What the task asks:
Copy the records from their first line through the line containing "[473,186,564,316]", and substitute "roof cornice" for "building cornice" while leaving everything else unchanged.

--- BEGIN Recorded data ---

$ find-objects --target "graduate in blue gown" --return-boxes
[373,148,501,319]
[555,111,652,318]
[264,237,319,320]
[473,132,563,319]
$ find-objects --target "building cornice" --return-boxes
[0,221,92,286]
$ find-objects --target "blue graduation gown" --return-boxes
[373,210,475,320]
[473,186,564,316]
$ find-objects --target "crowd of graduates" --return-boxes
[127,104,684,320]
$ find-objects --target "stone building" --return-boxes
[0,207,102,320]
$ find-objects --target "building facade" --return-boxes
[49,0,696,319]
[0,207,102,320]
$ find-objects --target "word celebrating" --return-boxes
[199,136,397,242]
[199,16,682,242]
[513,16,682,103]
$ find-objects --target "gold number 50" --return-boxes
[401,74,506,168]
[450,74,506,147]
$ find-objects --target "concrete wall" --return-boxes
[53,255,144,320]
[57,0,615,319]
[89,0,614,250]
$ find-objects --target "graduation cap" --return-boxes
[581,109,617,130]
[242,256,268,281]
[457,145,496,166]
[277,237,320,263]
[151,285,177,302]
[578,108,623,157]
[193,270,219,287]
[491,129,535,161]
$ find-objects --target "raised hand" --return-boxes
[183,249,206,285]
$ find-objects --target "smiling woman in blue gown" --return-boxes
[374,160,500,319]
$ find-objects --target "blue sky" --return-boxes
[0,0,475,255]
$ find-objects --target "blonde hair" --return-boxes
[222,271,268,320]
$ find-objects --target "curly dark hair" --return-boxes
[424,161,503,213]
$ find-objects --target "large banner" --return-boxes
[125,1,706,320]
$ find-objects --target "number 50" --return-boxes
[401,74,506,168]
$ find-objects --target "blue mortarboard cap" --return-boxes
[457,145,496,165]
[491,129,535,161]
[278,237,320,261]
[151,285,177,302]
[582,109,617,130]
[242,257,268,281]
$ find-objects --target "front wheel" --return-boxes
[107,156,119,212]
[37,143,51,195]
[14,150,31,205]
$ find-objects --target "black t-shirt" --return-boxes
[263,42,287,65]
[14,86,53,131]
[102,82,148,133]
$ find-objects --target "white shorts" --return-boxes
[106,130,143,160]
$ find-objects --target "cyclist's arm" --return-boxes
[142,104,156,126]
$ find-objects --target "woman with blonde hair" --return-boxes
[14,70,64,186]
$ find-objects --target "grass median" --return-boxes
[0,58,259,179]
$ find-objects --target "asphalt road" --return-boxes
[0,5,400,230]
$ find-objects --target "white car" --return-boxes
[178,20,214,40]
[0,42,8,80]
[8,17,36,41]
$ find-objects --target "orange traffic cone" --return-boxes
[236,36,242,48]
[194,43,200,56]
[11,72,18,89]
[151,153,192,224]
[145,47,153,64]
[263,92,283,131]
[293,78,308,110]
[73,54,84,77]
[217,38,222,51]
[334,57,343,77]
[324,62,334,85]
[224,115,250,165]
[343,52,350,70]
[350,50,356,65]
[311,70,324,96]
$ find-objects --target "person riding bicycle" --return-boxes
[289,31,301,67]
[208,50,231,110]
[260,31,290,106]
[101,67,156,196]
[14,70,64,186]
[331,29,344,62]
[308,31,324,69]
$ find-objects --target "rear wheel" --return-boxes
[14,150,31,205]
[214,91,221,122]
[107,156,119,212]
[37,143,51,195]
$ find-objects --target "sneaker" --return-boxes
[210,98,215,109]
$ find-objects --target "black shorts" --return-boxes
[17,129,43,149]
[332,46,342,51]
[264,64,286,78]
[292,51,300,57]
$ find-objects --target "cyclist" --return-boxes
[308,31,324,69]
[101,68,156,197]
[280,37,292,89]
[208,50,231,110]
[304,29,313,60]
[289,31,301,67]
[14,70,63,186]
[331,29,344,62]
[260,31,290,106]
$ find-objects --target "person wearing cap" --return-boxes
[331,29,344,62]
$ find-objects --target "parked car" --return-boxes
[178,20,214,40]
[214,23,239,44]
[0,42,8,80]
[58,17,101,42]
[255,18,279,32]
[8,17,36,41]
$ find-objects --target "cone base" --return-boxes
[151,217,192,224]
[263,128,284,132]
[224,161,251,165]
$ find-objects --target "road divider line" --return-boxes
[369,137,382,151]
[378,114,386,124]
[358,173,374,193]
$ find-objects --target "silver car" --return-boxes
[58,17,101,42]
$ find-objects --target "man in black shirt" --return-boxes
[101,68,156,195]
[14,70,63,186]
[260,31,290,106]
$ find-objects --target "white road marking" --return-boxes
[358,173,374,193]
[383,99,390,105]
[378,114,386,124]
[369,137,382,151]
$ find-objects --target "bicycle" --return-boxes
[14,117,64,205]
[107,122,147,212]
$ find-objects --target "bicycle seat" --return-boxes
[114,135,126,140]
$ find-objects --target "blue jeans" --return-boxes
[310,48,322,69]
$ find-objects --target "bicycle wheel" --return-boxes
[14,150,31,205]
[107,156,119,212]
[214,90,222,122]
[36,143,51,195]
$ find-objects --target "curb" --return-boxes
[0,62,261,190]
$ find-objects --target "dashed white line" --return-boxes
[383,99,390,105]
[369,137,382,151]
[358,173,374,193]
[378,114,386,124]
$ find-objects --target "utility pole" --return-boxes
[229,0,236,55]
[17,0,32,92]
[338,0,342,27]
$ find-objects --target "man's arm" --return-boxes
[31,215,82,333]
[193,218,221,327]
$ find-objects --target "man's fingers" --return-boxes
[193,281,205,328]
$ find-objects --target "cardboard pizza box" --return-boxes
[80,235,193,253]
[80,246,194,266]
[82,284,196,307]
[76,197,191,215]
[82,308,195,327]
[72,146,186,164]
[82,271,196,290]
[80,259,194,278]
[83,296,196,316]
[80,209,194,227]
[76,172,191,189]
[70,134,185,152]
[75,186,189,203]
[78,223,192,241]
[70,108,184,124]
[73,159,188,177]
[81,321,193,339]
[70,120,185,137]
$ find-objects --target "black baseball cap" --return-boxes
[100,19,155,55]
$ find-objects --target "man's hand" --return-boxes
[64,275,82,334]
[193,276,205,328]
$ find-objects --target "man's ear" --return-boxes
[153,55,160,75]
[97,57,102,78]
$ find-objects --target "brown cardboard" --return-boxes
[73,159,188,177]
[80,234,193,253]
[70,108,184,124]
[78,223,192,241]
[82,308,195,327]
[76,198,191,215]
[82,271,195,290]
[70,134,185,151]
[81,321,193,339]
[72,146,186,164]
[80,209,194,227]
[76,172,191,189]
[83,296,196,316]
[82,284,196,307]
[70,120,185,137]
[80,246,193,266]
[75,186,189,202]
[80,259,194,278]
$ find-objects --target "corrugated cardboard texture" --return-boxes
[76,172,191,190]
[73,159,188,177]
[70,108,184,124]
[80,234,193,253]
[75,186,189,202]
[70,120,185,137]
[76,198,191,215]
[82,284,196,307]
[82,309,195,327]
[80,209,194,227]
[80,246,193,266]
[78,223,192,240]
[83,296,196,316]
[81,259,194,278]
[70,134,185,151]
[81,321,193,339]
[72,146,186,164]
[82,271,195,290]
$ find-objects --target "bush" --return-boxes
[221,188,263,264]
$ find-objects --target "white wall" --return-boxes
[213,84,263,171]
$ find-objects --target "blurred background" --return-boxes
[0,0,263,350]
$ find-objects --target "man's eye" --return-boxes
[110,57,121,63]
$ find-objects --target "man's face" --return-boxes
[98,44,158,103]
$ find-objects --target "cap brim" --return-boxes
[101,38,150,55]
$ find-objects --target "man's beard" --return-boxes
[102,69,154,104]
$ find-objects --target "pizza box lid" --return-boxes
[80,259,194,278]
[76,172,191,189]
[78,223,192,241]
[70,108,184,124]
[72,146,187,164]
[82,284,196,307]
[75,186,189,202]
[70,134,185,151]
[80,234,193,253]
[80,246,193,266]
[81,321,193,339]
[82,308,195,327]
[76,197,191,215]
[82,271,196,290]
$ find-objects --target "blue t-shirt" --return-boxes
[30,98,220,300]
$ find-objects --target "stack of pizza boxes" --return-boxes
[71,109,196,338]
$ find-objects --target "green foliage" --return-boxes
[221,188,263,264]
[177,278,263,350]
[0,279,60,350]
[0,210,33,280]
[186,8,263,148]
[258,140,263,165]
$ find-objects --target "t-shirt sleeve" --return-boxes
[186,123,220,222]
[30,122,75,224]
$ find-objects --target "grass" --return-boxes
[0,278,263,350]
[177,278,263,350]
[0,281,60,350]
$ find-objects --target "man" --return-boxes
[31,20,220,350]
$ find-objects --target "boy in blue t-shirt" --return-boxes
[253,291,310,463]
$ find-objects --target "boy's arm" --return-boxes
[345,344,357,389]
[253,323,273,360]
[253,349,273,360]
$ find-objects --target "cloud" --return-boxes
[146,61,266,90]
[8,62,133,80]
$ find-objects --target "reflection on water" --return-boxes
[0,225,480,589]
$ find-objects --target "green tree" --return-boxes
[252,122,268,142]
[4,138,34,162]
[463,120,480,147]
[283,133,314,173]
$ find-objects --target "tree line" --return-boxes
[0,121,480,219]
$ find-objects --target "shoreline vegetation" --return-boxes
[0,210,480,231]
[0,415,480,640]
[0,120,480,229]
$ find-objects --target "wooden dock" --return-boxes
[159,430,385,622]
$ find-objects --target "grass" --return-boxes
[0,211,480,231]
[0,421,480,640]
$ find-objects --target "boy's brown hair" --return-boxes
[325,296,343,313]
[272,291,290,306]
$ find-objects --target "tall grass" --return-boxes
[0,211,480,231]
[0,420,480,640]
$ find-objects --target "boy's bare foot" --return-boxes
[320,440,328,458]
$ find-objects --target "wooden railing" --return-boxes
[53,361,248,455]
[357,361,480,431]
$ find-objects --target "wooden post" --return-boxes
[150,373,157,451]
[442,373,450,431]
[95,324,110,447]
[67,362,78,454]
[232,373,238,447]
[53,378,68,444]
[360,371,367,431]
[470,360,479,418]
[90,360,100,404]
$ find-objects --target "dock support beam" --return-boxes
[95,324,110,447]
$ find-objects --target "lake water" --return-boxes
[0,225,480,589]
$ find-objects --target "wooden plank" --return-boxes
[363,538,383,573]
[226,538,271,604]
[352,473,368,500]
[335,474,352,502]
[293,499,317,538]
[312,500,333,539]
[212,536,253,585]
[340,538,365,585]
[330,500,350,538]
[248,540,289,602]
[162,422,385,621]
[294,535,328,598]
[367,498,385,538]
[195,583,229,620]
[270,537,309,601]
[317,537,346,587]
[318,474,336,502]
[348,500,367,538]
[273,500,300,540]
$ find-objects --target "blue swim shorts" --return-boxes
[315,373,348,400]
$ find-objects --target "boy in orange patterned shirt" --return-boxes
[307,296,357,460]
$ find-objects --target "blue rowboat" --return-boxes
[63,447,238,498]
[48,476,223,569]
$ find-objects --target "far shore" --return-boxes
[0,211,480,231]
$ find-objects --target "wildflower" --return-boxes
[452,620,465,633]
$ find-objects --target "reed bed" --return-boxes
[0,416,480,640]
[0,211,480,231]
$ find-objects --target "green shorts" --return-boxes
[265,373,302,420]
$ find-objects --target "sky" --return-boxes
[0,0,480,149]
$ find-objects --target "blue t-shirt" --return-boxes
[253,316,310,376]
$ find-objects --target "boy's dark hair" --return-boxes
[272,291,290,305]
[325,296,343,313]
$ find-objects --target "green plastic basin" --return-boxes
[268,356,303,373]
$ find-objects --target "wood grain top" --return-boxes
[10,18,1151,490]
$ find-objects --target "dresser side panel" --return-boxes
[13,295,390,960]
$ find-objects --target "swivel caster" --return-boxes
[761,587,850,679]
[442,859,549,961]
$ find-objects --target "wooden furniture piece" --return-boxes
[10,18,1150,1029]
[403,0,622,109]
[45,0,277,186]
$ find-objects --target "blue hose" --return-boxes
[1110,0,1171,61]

--- END Recorded data ---

Solution:
$ find-objects --target "graduate in blue gown" --return-boxes
[373,148,501,319]
[555,111,652,318]
[264,237,319,320]
[473,132,563,319]
$ find-objects --target "roof cornice" --return-boxes
[0,221,92,286]
$ find-objects --target "blue graduation gown" --return-boxes
[373,210,475,320]
[473,186,564,316]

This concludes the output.